YOUR OBJECTIVE
Turn the listing below into a numbered list with one line per number, leaving out any blank lines.
**********
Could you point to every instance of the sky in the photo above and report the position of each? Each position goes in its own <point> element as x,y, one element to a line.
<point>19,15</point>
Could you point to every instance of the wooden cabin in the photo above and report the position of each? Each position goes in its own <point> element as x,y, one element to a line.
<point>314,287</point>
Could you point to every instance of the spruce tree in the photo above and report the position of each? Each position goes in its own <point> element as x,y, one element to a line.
**********
REPLY TO THE TASK
1. Could you point to every instance of the sky in the photo above and report the position of each? Each position goes in its own <point> element as x,y, one element to a line.
2. <point>19,15</point>
3. Could you point to every instance of the wooden cabin in the photo above and report the position of each? Each position goes in its own <point> element as x,y, one element to a line.
4. <point>314,287</point>
5. Could you point to every instance of the spruce tree in the photo above and report the position of each? Each position goes in its own <point> element as x,y, one element to a line.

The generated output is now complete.